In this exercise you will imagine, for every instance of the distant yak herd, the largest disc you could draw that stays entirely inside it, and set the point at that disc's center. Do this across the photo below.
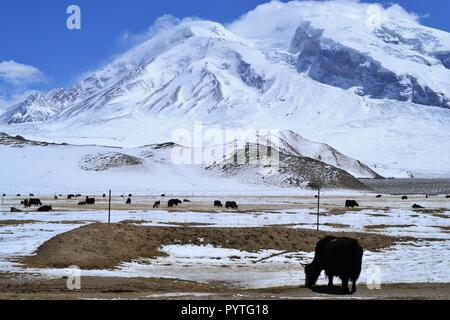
(172, 203)
(31, 202)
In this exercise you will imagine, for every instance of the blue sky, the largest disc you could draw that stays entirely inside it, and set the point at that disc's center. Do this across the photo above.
(34, 33)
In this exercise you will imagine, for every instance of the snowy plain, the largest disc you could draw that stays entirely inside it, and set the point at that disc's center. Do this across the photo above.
(420, 261)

※ ※ ※

Copy out the listing word for word and skip its pictures.

In this exercise you will imagine, for every instance of the distant yak herd, the largest disc you could draw that stays entirely inside it, and set the point at that disc's center. Do this across the photo below.
(172, 203)
(31, 202)
In this exercise you will imagine, for every instance of the blue sky, the largest disc you could draw that stays entirely inside it, and set the point at that disc's center. Do this across the photo above.
(34, 33)
In this exercise you will imagine, for every instance of the snowy plain, the largest disc you could draw that stays entirely inside it, and set the point at that disc's center. Do this across the photo above.
(420, 261)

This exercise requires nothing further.